- Extracted data
________________________________________

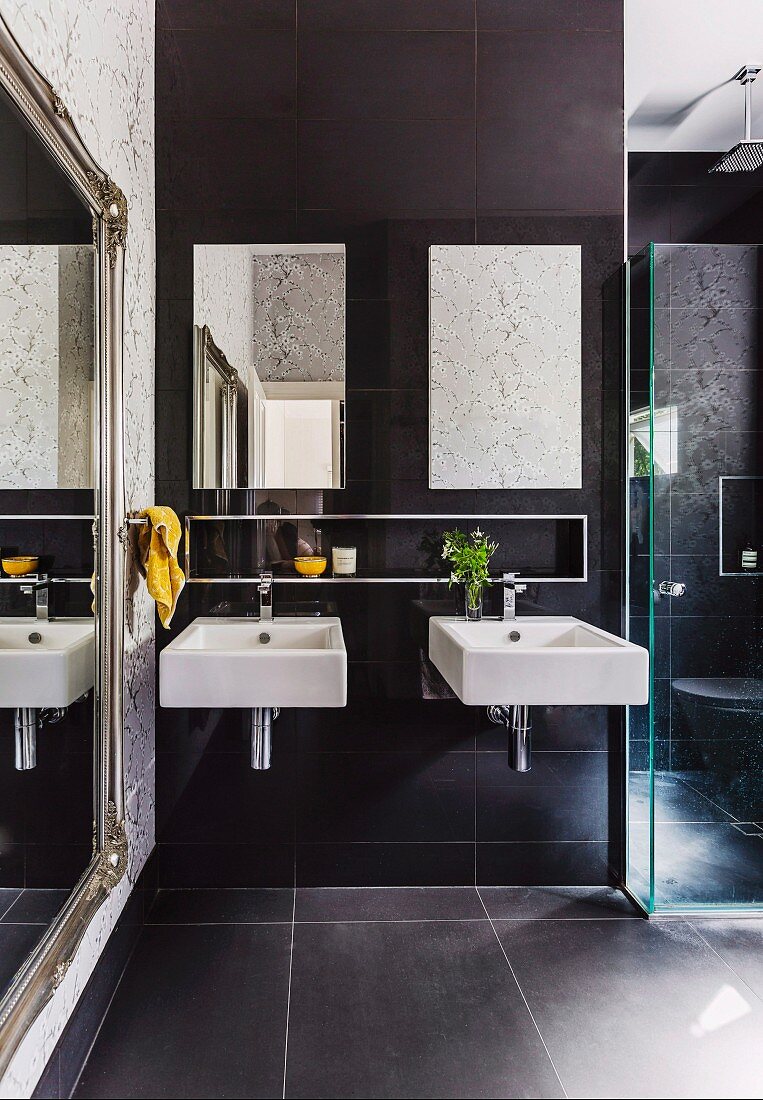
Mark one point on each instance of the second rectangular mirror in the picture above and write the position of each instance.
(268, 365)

________________________________________

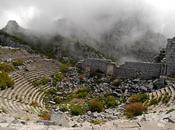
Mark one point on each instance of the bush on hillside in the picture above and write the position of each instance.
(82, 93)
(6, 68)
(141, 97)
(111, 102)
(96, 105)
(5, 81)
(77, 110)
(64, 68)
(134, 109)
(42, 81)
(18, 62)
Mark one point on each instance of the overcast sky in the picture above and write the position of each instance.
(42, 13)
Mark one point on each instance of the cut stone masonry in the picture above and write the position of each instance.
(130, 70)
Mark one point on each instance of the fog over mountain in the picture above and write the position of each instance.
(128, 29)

________________________________________

Report each line from the rows above that contains the word "write", copying every such line in full.

- Written response
Mark one point on each instance of the second rectangular mirror in the picture above and write the position of each instance.
Mark one point on each instance of the bush on hillside in the picture above and write the position of each instance.
Mark one point on each instance of the overcast sky in the picture above and write the position of each instance.
Mark one point on each instance of the cut stone masonry in the picture above and write the position of each instance.
Mark one point on each instance of the fog over mountain in the picture above and write the position of each instance.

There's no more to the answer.